05 abril, 2011

Sueño de amor húmedo



 
Estaba con unos amigos y mi hermano cuando vi a mi padre. Caminaba directo hacia nosotros, con su afable sonrisa que a todos desarmaba, sin inmutarse por las cervezas en nuestras manos y los cigarrillos en nuestros dedos. Tras saludar, nos invitó a una reunión en la mansión vecina, en la que departía con sus antiguos amigos y en la que también estaba mi madre. Mi hermano y yo no lo dudamos, después de todo nuestra reunión tenía el tinte apagado de quienes ya se han dicho todo lo que quieren decir y se dedican a repetir anécdotas o a hablar mal de quienes odian. Así que apuramos nuestras copas de champán, apagamos los habanos y acompañamos a mi padre.
            El camino estaba lleno de perros amarillos que miraban un río cuajado de perlas, flores frescas y bolsas de basura. Sonaba, en las bocinas de los postes de luz, una canción del cantautor favorito de Natalie Portman. Pensé entonces, amparado por el veloz trote de mi hermano, que aquellos que acuden a todos los conciertos como vicio deben tener un problema en el oído tras tantos escandalosos decibeles cada fin de semana. Hasta entonces noté que algunos de los perros amarillos que miraba el agua eran en realidad señores disfrazados que filmaban (en secreto) el transcurrir del río, que además de pañales usados y diamantes llevaba en su cauce pequeñas manecillas de muñecas y relojes. Mi padre ya no estaba, pero supimos de inmediato a qué mansión se refería. Varios carricoches y palanquines estaban estacionados frente a un portón de lianas y mecates trenzados, de sorprendente elegancia, guardado por un soldado pálido como la nieve y alto como una ceiba. Mi hermano, que se arremangaba los pantalones, lanzó una carcajada de humo y pompas de jabón y nos dispusimos a entrar.

• **MATERIAL PROPORCIONADO**
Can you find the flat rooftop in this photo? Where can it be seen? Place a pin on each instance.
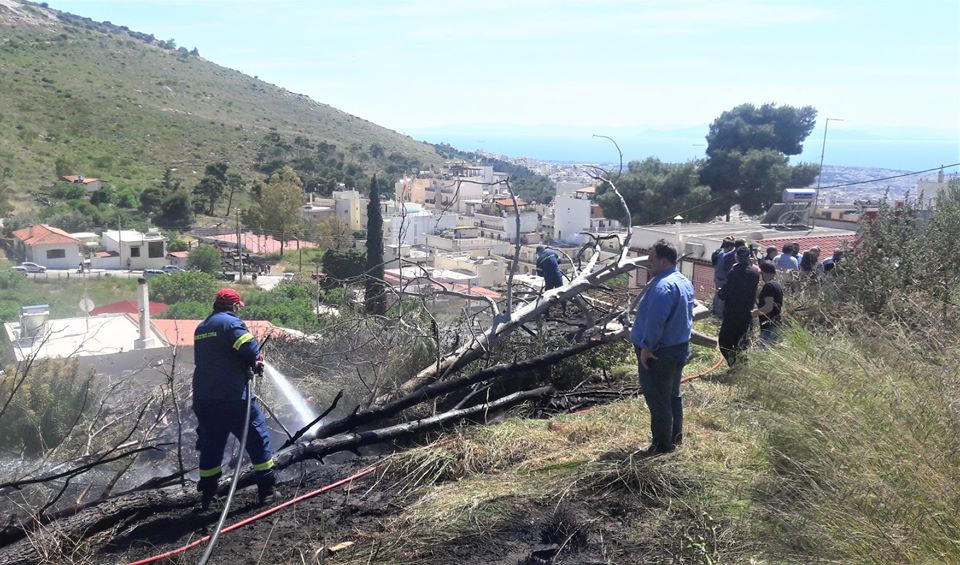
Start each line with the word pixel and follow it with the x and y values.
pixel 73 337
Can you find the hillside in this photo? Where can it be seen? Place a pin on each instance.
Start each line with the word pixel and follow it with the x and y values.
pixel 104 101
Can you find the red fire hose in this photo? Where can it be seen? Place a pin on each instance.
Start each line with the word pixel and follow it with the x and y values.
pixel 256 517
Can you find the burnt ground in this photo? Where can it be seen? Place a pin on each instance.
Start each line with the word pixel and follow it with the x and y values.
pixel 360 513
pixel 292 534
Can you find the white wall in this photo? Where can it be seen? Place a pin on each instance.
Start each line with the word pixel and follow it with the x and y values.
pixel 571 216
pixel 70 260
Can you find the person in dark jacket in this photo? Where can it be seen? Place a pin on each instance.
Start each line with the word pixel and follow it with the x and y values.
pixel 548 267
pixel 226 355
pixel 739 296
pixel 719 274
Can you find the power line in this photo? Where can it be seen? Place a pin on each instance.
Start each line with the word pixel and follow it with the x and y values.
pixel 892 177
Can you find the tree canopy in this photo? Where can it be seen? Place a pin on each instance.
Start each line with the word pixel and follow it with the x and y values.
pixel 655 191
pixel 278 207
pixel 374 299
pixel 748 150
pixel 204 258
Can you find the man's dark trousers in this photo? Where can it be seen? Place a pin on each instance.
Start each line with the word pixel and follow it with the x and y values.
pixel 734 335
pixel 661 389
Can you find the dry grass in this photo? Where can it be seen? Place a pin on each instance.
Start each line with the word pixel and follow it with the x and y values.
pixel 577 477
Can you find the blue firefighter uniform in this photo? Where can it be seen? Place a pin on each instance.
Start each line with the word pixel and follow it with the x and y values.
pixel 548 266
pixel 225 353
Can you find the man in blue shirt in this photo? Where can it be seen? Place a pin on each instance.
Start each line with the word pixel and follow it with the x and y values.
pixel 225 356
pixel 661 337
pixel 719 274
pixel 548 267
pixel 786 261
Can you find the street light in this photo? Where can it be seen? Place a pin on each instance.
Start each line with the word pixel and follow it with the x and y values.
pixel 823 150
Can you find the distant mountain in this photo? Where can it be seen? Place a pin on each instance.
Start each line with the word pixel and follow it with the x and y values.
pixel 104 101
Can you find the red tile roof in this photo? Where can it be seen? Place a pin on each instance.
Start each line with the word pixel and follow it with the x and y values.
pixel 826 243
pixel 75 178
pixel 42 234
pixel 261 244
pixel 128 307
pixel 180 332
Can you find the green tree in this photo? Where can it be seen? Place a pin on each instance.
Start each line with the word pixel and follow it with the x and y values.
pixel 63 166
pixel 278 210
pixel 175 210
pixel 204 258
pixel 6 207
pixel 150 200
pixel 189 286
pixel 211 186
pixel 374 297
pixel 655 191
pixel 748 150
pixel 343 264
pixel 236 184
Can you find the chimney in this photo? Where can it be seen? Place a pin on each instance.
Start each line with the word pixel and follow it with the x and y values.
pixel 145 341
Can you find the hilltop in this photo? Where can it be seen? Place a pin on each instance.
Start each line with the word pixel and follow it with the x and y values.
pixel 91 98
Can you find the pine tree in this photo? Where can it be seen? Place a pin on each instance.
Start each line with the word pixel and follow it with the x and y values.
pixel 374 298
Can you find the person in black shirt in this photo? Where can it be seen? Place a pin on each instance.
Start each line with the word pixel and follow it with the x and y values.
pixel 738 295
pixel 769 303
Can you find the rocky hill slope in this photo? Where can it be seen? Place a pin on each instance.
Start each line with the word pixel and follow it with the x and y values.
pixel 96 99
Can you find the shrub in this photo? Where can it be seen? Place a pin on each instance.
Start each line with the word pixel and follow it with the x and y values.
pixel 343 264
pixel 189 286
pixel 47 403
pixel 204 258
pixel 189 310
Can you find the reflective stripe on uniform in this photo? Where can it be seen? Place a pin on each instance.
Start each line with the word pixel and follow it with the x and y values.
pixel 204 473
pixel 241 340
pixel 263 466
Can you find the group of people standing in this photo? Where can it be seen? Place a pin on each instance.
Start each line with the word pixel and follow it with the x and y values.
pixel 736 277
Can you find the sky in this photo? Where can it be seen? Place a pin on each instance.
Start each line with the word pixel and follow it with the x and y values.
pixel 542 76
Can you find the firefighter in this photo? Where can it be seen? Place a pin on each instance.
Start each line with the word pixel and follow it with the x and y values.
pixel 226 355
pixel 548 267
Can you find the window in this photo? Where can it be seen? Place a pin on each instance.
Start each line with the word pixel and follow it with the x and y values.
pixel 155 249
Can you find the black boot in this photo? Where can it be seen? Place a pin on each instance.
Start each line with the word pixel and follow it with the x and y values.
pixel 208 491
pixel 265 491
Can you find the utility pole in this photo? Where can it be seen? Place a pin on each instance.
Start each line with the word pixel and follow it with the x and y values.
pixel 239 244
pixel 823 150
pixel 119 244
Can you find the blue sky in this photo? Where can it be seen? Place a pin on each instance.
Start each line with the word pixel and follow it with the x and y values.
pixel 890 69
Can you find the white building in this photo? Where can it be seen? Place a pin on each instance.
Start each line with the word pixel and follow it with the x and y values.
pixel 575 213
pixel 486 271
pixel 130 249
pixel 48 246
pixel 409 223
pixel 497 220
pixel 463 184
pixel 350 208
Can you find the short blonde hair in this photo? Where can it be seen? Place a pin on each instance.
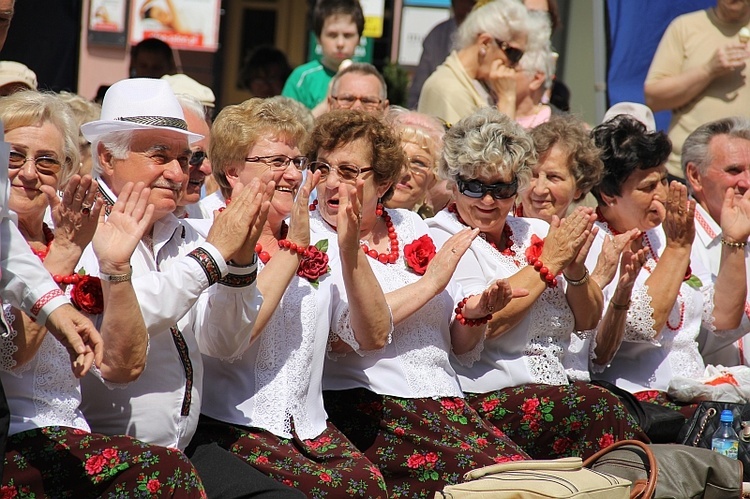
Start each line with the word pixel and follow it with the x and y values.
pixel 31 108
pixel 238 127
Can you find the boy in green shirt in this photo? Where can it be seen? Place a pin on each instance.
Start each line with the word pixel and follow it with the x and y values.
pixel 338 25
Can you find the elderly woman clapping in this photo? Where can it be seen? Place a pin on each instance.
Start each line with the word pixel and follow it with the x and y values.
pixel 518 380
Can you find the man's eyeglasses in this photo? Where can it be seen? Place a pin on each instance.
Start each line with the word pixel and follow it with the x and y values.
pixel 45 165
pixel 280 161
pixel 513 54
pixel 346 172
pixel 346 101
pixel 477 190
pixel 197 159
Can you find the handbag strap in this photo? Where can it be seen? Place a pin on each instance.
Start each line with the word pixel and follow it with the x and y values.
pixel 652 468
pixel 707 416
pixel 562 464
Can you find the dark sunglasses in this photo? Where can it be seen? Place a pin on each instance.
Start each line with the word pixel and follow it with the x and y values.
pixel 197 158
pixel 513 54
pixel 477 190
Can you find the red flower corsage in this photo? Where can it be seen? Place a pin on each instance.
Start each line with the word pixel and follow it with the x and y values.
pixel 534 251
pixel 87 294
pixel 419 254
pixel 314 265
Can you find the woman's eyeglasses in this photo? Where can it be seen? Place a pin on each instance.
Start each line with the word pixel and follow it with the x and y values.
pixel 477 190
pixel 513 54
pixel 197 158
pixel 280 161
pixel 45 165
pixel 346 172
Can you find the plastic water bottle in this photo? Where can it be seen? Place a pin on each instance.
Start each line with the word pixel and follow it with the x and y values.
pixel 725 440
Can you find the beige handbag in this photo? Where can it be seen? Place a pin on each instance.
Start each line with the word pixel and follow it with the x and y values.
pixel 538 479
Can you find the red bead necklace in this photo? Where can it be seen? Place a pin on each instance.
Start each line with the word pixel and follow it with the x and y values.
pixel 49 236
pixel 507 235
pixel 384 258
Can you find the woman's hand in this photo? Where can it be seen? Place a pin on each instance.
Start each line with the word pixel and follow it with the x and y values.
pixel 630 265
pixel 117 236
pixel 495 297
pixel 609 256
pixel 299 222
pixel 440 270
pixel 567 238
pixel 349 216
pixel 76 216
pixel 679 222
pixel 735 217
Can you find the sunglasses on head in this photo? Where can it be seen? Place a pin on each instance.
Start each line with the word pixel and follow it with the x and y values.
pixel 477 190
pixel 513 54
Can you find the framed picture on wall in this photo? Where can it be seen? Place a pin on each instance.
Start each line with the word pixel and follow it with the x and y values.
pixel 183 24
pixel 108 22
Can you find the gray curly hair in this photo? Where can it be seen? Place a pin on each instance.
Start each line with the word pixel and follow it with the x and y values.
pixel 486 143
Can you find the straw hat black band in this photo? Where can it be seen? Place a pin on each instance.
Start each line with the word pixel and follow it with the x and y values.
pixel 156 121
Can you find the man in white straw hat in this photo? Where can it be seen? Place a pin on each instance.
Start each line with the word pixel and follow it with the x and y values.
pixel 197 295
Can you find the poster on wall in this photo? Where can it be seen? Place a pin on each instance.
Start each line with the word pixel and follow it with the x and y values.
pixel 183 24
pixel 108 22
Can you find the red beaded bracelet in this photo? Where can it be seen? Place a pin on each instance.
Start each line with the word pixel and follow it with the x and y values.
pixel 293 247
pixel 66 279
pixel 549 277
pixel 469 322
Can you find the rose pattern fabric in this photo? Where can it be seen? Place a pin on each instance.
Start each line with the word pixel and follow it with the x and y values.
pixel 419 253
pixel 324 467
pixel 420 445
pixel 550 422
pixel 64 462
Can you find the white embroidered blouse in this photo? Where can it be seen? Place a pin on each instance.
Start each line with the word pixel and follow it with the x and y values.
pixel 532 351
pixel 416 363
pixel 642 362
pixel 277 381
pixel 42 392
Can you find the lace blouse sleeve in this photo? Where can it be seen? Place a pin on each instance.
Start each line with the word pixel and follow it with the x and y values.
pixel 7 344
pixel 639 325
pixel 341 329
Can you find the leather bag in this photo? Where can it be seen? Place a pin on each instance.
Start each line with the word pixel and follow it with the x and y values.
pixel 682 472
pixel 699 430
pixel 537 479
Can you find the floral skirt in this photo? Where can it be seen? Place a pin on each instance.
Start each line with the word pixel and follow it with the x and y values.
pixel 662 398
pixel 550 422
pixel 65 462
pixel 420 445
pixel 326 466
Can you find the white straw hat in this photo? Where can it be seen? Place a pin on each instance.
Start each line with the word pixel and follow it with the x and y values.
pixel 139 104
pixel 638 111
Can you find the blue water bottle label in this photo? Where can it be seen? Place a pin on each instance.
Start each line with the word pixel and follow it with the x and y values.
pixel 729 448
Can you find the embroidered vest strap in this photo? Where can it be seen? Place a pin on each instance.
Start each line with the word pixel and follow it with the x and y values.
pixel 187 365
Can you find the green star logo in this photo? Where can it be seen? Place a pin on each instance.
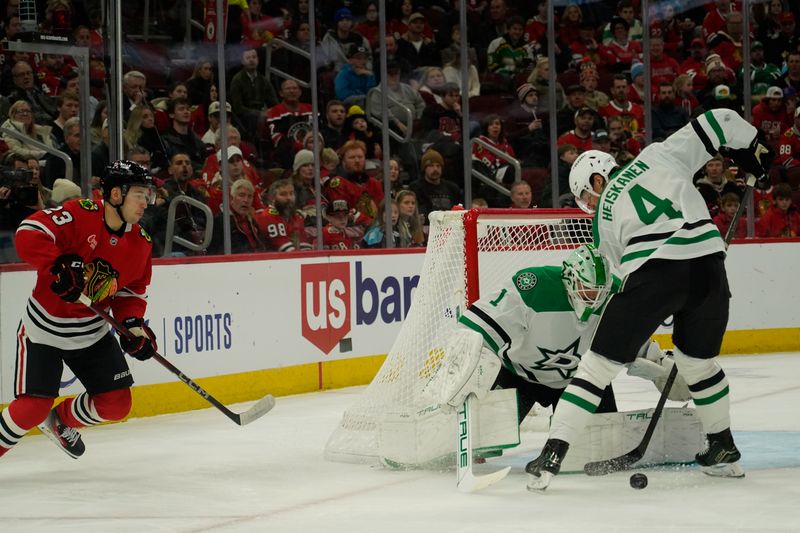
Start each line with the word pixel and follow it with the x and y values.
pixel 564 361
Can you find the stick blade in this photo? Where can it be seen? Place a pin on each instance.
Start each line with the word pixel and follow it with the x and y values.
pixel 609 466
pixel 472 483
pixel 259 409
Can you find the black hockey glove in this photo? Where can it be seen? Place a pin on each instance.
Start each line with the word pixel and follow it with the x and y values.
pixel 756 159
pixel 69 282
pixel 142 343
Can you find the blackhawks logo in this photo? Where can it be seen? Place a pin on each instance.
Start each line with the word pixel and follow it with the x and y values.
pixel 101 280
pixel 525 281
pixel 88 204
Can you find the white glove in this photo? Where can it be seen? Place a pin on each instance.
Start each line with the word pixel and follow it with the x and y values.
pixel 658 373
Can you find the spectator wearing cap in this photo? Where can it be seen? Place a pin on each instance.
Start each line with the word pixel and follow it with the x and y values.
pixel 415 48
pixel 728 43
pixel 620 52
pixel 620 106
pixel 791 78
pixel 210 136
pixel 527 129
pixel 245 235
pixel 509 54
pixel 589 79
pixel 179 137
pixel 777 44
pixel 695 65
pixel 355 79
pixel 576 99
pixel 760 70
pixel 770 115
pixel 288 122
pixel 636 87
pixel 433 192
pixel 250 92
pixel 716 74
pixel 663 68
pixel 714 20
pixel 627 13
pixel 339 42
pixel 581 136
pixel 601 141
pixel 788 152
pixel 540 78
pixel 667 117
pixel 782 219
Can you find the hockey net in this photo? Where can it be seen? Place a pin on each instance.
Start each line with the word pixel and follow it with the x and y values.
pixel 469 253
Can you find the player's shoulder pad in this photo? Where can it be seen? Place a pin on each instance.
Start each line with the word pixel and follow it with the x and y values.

• **CONSIGNA 1**
Según el relato, ¿quién custodiaba el portón de lianas y mecates trenzados?
• **CONSIGNA 2**
Enumera todo lo que, según el relato, había o llevaba el río que miraban los perros amarillos.

• **RESPUESTA 1**
Un soldado pálido como la nieve y alto como una ceiba.

• **RESPUESTA 2**
Perlas, flores frescas, bolsas de basura, pañales usados, diamantes y pequeñas manecillas de muñecas y relojes.